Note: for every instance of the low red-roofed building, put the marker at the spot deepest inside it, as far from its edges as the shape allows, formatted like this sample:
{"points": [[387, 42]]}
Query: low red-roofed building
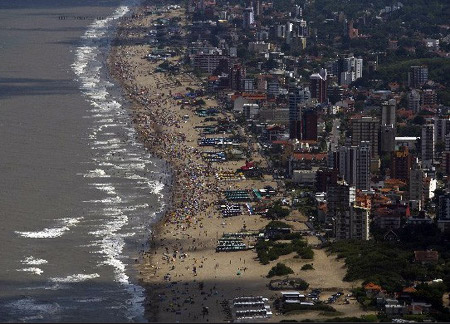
{"points": [[372, 289]]}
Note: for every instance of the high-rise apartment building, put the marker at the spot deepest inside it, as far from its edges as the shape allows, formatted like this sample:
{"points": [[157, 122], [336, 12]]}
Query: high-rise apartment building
{"points": [[443, 212], [416, 185], [417, 76], [401, 163], [366, 129], [248, 18], [388, 109], [309, 125], [339, 198], [354, 165], [427, 144], [295, 97], [413, 99], [348, 69], [318, 86]]}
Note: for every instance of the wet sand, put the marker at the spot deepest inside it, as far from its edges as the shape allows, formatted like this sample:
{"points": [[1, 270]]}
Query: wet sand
{"points": [[184, 241]]}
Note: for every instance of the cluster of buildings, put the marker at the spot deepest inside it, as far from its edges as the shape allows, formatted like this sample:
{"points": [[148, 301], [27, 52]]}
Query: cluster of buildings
{"points": [[361, 166]]}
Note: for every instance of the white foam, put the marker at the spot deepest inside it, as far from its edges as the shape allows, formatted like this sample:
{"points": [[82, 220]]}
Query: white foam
{"points": [[97, 173], [32, 270], [31, 307], [75, 278], [33, 261], [54, 232]]}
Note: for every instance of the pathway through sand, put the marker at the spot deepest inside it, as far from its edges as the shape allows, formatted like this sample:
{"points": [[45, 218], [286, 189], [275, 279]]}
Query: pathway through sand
{"points": [[184, 245]]}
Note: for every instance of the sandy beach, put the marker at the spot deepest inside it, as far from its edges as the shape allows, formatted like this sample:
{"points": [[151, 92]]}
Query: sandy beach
{"points": [[182, 272]]}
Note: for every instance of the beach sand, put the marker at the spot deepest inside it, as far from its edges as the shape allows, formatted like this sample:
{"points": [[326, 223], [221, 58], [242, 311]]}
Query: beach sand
{"points": [[187, 235]]}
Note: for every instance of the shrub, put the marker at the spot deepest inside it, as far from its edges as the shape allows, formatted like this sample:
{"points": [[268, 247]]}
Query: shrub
{"points": [[280, 270], [306, 252]]}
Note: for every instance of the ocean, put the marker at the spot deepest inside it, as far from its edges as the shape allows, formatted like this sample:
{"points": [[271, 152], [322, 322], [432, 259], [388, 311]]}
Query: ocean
{"points": [[78, 192]]}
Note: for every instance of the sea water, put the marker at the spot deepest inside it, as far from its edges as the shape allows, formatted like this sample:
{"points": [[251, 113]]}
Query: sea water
{"points": [[78, 192]]}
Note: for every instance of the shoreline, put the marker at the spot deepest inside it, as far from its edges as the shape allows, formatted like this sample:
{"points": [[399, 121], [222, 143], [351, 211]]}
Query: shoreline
{"points": [[181, 272]]}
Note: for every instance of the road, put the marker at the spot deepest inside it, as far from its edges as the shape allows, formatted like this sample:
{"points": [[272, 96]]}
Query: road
{"points": [[335, 134]]}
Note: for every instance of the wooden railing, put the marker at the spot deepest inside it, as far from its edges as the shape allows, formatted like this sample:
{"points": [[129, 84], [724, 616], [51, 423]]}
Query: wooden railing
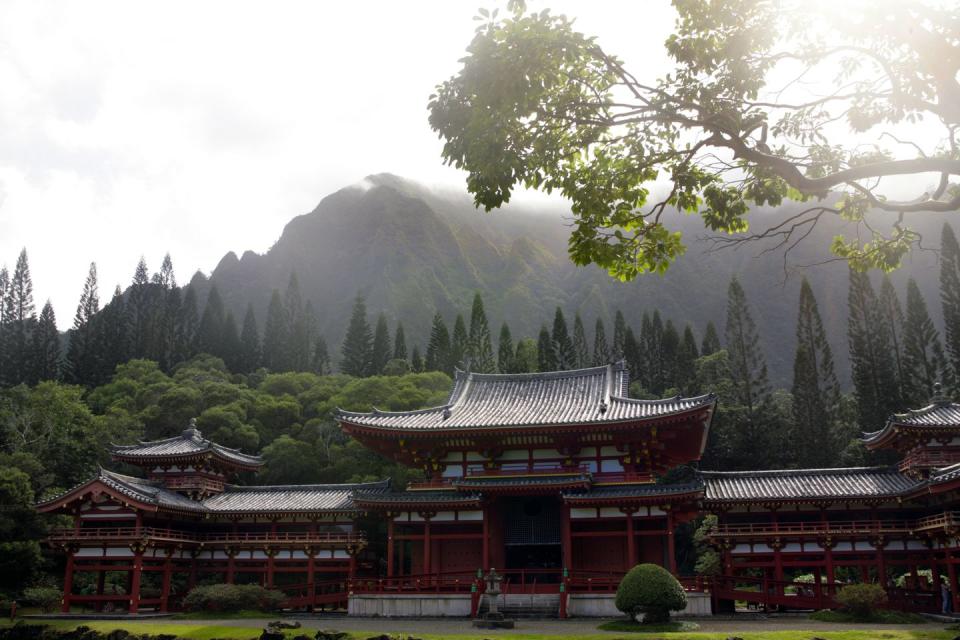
★ ★ ★ ★ ★
▸ **Work to do**
Rewrite all the lines above, replacing every "marker" with "pin" and keeping everything else the same. Leave the pictures out.

▸ **Solution**
Note: for every instance of the low red-roofed building, put the pin at the spot deepest inside it, as far from its edges as the shape allows, formatted like this sample:
{"points": [[387, 42]]}
Query: low red-roofed building
{"points": [[372, 289]]}
Note: for every instance of the high-rise apartment building, put the pin at the spot deepest inside it, as far from its edges as the shape allows, formatted like this sample:
{"points": [[157, 122], [336, 12]]}
Query: high-rise apartment building
{"points": [[443, 212], [416, 185], [417, 76], [401, 163], [366, 129], [248, 18], [388, 109], [309, 125], [339, 198], [354, 165], [427, 144], [295, 97], [413, 99], [348, 69], [318, 86]]}
Note: for every instance of the wet sand, put the pin at the spot deepest inside it, as far from its edges as the shape allows, formatted like this sample:
{"points": [[1, 270]]}
Query: wet sand
{"points": [[184, 241]]}
Note: for every instance of the cluster of buildings, put the pin at the spot deepest inside it, as far from its edges as the shape allows, formatted like this sample:
{"points": [[148, 301], [27, 52]]}
Query: cluster of buildings
{"points": [[361, 166]]}
Note: for every instance of the white foam, put the pin at the spot deepest inside it, as far from its edges as the shape allows, formatted like this sample:
{"points": [[82, 220]]}
Query: white foam
{"points": [[97, 173], [32, 270], [31, 307], [75, 278], [33, 261], [54, 232]]}
Note: for every instance of the pathway through sand, put the pin at the spot deepest inside it, as far from its edges as the shape allows, formatted like this sample:
{"points": [[45, 218], [286, 189], [275, 279]]}
Query: pathway through sand
{"points": [[184, 245]]}
Note: for every instance of the sandy beach, put the pin at the spot deepest inside it, as far from its edges as the shape allows, formatted like this sample:
{"points": [[151, 92]]}
Query: sandy beach
{"points": [[182, 272]]}
Note: for every instance of the beach sand, put the pin at the spot deepest inside it, as far from its edges as the shape allows, formatted like this sample:
{"points": [[326, 223], [221, 58], [242, 311]]}
Query: beach sand
{"points": [[187, 235]]}
Note: for every instance of the shrub, put the pin at the spot deepest inside it, as far from its edges as the shape allows, formatted like this sample:
{"points": [[268, 247]]}
Query: shrub
{"points": [[280, 270], [306, 252]]}
Note: for every instance of the ocean, put the pin at the spot deepest inside it, as far from its edges as the shape allows, formatted like this sample:
{"points": [[271, 152], [322, 322], [432, 259], [388, 311]]}
Query: ocean
{"points": [[78, 192]]}
Note: for every instance of the sea water, put the pin at the spot deepest inside it, as far from its edges as the shape allows, formatted like this sample:
{"points": [[251, 113]]}
Query: sea water
{"points": [[78, 192]]}
Note: for every instance of the shoreline, put the pin at the spot deepest inside it, as far from its edges as the shape allows, formatted like this sample:
{"points": [[399, 121], [222, 143], [351, 211]]}
Query: shoreline
{"points": [[181, 272]]}
Note: for every instance of the road, put the pin at the spot deepest inside it, as far from its edges as the shape allows, formatted like this sample:
{"points": [[272, 96]]}
Query: road
{"points": [[335, 134]]}
Note: for every instance of the wooden railing, put the pin at the spot deepest inside it, as far from its edges as the shape allows, formatted like this sample:
{"points": [[129, 84], [724, 616], [51, 423]]}
Query: wooden railing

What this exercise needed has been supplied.